Region labeling entries:
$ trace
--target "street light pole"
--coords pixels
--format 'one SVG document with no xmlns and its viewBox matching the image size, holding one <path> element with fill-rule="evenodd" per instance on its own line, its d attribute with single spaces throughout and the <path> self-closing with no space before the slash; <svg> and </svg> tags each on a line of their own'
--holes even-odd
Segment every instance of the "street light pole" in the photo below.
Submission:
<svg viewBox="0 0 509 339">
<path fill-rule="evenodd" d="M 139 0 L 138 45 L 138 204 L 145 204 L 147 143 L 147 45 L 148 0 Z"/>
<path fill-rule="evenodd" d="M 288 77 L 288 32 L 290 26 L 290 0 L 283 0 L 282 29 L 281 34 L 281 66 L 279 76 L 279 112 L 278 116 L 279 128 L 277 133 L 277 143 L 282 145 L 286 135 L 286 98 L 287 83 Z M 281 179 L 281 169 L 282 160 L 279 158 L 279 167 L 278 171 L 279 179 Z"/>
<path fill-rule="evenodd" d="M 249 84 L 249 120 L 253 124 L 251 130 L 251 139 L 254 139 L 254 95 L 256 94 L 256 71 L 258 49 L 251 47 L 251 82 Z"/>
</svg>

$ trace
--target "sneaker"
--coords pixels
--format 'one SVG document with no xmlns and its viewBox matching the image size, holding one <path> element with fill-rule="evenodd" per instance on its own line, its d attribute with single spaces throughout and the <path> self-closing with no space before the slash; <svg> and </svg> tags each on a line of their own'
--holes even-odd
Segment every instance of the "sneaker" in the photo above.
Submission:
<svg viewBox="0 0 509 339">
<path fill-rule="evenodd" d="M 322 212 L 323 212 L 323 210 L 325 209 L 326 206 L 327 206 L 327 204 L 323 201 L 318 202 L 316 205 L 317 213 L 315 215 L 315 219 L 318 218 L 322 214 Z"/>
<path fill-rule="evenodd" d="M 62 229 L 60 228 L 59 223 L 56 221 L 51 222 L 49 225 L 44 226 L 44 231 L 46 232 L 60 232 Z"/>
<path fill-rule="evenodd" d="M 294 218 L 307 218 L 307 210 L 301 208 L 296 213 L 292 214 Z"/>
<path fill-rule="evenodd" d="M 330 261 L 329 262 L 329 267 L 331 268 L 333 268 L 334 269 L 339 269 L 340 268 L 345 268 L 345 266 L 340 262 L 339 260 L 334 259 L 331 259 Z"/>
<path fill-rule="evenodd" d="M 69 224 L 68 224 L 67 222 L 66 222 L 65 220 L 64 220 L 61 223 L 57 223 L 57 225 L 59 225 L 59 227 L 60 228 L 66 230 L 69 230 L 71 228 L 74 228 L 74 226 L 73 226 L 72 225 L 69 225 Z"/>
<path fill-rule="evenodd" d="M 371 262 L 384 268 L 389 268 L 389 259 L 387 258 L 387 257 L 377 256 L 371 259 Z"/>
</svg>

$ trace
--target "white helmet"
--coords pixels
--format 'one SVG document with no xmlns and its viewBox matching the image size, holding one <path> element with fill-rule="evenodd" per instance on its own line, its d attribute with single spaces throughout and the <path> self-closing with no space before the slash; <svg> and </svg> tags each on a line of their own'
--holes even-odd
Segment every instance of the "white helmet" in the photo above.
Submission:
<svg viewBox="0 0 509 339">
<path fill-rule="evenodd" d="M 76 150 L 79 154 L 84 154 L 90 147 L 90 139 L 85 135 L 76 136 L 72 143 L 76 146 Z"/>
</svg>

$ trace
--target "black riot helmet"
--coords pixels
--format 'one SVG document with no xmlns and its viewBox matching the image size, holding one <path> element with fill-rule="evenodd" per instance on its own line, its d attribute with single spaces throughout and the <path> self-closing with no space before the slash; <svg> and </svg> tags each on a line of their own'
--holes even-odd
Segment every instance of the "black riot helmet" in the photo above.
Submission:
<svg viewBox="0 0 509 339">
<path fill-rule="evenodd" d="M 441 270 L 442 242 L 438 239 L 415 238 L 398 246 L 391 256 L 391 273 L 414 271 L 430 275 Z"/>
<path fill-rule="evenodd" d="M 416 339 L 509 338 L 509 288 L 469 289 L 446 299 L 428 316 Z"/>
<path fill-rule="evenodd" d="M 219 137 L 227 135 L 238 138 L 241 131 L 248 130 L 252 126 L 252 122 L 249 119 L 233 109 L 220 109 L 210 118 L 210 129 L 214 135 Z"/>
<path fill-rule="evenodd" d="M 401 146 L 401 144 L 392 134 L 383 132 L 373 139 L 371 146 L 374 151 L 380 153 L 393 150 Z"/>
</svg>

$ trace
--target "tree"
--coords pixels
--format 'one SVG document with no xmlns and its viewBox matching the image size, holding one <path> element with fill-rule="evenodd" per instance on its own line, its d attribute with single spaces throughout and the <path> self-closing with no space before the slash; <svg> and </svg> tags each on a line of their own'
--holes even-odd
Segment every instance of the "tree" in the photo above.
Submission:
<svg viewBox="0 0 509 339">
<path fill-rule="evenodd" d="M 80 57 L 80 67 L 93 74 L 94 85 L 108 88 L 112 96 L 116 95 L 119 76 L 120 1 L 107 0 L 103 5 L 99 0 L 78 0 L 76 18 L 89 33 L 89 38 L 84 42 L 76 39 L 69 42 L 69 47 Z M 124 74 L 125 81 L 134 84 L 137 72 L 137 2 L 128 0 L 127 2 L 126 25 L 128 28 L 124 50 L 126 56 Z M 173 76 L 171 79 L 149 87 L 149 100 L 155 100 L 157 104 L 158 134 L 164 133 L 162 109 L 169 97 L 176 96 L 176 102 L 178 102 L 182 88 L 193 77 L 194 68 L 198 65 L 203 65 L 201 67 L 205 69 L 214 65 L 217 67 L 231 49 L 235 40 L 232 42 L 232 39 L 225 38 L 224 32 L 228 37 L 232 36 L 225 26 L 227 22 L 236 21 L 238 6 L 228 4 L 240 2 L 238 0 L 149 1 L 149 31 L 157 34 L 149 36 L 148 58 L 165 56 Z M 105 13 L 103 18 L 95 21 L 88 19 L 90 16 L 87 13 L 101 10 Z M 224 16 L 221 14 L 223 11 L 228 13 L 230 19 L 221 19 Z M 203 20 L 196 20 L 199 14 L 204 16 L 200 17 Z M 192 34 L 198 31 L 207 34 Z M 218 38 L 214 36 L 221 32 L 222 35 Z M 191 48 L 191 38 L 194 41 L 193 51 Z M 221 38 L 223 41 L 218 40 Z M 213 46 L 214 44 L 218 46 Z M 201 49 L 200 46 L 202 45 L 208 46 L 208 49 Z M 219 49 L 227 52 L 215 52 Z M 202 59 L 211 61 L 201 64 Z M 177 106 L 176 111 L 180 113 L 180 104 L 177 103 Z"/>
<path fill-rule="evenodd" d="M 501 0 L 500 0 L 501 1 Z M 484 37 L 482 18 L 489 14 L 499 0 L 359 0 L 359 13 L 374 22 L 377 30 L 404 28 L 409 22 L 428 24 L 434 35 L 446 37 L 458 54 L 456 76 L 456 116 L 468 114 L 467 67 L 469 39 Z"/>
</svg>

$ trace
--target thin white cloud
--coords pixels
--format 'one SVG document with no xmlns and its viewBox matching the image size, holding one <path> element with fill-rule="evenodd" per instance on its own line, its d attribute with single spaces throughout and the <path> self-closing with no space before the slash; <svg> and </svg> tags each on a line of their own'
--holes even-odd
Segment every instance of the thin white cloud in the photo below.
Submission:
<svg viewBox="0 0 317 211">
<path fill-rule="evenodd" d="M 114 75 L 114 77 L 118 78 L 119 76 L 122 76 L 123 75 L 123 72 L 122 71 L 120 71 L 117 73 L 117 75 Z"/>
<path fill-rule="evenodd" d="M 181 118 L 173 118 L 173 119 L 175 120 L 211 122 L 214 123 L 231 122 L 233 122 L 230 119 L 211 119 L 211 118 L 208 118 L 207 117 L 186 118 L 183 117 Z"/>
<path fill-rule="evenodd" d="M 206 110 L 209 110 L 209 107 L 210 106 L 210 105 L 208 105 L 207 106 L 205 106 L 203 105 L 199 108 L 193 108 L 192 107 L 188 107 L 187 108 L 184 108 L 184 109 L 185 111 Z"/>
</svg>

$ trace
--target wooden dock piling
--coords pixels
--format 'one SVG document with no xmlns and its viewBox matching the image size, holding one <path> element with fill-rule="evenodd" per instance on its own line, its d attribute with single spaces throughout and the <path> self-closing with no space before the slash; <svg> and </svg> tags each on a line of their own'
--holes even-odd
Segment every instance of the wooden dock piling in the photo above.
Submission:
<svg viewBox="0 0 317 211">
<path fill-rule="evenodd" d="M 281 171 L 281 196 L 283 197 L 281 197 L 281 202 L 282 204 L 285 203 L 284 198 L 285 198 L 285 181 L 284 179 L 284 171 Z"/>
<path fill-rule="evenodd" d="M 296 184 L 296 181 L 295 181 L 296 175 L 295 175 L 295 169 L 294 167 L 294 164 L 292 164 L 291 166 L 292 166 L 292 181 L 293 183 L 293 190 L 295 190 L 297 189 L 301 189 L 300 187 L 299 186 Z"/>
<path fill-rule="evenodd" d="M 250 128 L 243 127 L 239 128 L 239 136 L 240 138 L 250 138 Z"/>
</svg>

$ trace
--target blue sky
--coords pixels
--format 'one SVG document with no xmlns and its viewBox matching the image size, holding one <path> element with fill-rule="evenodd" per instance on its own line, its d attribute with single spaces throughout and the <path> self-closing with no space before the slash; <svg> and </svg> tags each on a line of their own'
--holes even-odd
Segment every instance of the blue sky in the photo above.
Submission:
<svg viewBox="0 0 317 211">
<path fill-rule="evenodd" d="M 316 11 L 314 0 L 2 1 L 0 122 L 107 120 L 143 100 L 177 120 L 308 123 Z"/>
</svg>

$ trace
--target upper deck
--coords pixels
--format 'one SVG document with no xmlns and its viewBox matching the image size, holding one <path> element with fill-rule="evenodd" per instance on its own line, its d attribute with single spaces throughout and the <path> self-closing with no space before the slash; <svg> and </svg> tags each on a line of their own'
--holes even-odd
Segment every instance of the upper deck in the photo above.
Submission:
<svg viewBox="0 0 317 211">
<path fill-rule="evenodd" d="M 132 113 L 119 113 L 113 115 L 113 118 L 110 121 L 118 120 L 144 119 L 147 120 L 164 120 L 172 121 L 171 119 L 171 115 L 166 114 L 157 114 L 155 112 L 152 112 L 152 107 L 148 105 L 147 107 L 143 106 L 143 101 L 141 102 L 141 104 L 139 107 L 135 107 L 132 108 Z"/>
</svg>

STATED EXERCISE: Return every line of the entries above that contains the string "dock".

FULL SOLUTION:
--target wooden dock piling
Segment every instance of the wooden dock piling in the photo above.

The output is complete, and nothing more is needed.